## What you need to do
Take the lines from the one with "For full credit, report the bounding box of the wood" through the end of the material below and repeat them exactly, dropping every picture.

## Task input
........

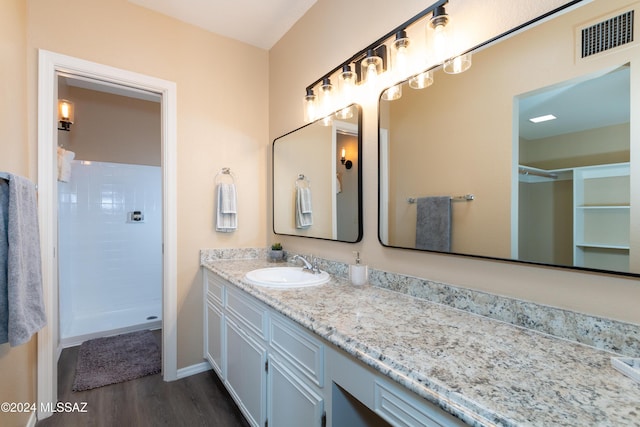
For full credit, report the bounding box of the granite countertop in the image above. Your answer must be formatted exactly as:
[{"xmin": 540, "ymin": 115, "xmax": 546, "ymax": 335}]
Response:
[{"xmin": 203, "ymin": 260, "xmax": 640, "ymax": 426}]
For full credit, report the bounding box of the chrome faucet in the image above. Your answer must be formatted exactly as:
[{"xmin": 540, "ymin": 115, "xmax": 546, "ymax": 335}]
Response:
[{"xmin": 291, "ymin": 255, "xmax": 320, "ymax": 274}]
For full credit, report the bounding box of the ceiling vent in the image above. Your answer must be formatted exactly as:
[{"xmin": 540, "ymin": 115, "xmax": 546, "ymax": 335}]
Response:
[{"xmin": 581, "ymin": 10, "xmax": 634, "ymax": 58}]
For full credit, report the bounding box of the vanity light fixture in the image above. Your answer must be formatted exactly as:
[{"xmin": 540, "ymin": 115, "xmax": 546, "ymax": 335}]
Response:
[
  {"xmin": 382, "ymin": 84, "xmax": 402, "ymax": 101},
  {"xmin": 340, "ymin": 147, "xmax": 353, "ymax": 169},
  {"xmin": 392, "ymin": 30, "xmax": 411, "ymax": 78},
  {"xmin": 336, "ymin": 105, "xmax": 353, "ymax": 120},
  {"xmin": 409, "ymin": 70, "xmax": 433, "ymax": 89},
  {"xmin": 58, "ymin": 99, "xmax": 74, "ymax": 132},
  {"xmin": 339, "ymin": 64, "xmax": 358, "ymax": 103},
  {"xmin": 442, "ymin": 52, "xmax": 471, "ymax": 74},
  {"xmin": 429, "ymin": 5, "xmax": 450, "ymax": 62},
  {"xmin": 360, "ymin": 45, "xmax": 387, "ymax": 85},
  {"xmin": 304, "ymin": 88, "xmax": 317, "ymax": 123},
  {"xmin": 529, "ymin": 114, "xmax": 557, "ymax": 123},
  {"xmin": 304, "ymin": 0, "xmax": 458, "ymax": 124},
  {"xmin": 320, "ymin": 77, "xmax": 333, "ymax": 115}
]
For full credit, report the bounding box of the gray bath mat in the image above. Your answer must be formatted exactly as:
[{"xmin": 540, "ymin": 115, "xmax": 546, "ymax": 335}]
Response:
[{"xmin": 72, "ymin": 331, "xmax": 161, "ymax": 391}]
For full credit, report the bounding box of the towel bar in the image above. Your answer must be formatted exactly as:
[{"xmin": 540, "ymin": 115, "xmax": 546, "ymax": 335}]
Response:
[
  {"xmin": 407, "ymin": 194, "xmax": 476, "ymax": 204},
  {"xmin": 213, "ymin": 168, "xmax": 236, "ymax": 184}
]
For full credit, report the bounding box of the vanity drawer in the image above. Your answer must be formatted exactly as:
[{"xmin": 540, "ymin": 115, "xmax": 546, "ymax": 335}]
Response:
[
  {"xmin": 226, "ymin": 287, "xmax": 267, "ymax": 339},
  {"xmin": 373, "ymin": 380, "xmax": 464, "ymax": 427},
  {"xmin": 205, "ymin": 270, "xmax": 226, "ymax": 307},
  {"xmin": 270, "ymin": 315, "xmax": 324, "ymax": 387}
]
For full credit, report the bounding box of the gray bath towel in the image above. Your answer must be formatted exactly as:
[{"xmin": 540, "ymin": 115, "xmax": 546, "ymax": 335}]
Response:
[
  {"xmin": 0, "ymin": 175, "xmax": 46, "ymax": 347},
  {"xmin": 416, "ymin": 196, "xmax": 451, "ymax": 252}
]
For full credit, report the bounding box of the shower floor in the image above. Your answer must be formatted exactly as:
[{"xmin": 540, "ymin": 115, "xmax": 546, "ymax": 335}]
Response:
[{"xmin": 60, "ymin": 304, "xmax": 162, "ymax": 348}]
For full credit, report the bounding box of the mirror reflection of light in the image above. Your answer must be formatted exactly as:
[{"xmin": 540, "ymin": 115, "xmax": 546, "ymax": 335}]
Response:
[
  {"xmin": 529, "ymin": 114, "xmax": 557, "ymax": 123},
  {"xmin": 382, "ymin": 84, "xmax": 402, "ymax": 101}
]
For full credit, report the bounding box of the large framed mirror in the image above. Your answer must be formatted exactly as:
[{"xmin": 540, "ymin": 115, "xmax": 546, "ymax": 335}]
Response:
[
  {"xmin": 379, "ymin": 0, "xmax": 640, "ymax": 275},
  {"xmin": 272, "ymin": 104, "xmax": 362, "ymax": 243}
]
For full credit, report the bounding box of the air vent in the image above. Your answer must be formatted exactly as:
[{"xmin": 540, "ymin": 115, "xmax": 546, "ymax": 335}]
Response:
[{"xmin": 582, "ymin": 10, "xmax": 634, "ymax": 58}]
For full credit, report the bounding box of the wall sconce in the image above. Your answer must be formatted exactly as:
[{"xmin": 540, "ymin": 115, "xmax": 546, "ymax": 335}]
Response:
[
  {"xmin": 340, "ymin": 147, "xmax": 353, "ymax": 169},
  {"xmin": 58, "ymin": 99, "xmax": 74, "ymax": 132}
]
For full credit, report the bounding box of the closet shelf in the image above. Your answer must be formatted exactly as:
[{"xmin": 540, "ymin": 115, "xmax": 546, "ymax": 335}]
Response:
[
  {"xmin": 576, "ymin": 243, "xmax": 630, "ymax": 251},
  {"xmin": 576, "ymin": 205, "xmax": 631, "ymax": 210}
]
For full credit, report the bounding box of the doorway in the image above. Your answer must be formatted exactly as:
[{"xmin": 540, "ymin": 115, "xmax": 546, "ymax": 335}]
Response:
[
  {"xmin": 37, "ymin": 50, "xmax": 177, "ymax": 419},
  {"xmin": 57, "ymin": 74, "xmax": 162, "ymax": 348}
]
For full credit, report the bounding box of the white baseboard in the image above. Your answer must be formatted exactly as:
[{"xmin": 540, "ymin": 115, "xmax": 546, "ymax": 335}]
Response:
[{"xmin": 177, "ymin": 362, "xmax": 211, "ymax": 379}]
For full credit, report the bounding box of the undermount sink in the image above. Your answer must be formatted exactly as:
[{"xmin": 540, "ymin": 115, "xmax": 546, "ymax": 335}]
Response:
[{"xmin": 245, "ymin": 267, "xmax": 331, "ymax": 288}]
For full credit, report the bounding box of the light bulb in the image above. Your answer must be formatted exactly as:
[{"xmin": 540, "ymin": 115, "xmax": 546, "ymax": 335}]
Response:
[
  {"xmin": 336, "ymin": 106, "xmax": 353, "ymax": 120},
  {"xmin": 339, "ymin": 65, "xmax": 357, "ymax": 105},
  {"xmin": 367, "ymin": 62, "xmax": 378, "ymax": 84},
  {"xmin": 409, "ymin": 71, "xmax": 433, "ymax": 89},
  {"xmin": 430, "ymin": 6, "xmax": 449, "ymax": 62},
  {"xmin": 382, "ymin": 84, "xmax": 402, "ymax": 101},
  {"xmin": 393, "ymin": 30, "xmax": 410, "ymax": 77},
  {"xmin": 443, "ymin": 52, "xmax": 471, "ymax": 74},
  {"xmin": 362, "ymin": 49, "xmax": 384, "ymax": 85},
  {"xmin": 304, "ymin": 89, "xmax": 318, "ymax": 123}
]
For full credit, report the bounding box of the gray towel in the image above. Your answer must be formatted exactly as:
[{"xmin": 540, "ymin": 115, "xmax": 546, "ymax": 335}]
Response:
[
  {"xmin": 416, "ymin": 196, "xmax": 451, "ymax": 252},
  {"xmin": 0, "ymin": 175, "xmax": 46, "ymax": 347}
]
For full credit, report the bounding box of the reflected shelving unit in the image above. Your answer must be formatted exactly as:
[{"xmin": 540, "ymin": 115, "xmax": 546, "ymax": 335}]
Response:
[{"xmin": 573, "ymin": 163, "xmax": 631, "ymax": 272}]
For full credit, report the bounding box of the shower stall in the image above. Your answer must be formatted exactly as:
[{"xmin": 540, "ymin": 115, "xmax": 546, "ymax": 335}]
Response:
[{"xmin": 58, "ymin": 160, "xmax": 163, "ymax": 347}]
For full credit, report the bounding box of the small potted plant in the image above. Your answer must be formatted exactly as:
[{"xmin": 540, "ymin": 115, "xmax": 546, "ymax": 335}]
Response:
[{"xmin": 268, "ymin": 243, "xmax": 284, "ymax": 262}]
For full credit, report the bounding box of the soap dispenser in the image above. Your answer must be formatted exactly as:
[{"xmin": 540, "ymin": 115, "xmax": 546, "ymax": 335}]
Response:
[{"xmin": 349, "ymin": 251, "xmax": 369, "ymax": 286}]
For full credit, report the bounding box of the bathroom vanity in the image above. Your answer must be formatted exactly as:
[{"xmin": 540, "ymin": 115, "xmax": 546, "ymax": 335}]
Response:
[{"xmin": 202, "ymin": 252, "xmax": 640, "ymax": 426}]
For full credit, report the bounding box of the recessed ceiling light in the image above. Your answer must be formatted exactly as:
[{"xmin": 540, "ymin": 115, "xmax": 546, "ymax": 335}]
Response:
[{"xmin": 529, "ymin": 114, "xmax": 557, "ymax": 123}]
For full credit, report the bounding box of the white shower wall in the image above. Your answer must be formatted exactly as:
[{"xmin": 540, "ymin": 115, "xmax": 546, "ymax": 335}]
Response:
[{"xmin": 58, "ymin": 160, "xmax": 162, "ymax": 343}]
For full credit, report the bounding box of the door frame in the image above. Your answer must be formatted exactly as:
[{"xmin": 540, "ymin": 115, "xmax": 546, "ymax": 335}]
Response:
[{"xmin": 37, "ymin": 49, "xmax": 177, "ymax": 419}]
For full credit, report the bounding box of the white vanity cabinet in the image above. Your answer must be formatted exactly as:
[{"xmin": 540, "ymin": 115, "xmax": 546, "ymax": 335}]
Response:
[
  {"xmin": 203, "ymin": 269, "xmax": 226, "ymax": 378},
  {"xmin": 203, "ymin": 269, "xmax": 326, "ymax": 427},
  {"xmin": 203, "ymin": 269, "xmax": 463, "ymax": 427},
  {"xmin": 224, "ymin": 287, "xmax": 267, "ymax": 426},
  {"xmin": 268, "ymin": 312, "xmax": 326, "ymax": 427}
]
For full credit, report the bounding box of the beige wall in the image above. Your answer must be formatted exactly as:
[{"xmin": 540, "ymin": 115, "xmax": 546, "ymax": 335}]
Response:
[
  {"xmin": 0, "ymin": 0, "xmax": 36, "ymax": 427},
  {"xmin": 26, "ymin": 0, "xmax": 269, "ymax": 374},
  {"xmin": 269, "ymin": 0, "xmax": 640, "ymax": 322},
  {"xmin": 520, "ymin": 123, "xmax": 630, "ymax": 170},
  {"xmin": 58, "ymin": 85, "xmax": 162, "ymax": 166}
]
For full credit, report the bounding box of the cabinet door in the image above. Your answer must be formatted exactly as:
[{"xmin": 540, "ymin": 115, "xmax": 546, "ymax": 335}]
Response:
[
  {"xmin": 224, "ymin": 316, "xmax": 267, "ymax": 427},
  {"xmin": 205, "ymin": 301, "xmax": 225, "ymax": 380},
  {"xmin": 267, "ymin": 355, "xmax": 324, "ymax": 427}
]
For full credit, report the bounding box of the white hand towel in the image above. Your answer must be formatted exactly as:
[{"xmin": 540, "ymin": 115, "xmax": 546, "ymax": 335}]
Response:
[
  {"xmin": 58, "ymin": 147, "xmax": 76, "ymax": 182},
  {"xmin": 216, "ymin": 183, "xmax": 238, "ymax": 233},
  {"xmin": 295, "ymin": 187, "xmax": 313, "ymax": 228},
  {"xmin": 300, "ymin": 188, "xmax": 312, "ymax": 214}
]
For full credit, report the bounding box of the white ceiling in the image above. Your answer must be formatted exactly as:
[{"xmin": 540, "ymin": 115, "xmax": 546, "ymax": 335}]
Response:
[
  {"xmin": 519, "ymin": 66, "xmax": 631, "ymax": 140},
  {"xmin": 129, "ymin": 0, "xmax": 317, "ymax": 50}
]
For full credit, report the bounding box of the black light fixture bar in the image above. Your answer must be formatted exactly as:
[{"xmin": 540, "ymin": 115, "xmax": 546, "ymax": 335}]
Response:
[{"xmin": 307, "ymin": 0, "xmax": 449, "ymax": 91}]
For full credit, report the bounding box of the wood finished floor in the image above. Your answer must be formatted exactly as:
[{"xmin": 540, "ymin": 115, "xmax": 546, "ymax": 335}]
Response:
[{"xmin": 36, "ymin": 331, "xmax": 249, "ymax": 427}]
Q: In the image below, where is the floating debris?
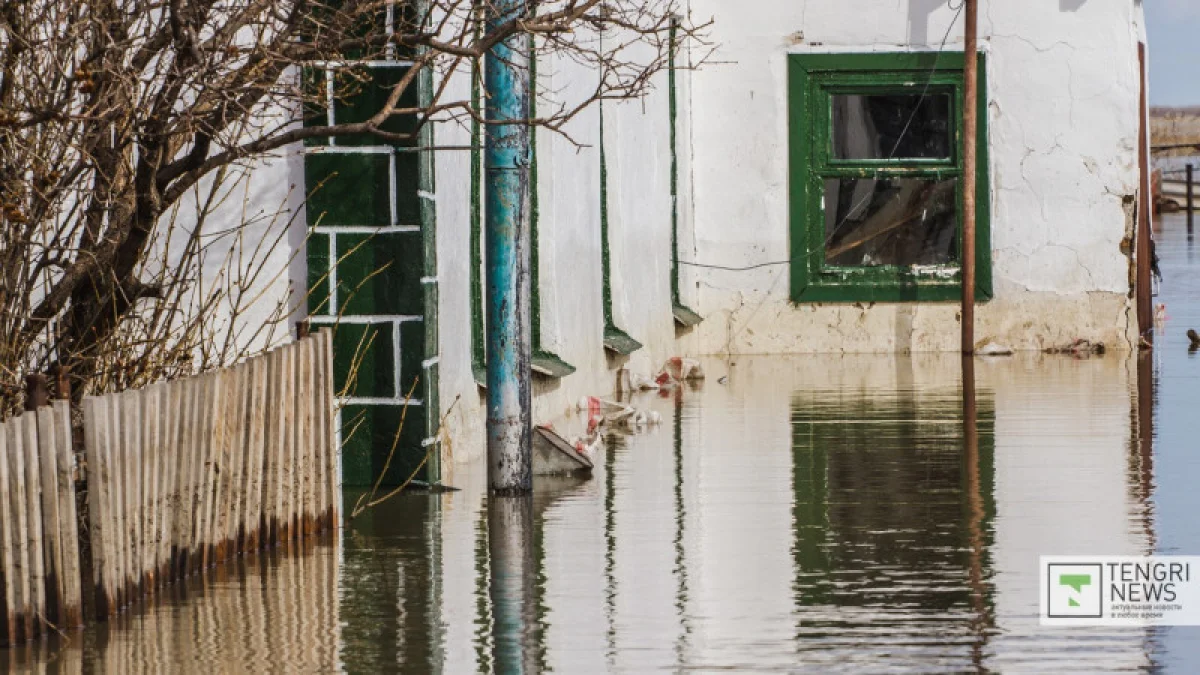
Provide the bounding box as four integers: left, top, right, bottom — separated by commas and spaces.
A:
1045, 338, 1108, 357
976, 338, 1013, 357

........

## Correct response
For full credit, report the bounding box of the wood finished floor in the image above. Your answer must be formatted exactly as:
[{"xmin": 540, "ymin": 115, "xmax": 546, "ymax": 335}]
Response:
[{"xmin": 36, "ymin": 331, "xmax": 249, "ymax": 427}]
Q: In the image below, where is the floating debris?
Provide the bounding box as four integers: left, top, right, bottom — separated by commas and spaces.
A:
1045, 338, 1108, 357
976, 338, 1013, 357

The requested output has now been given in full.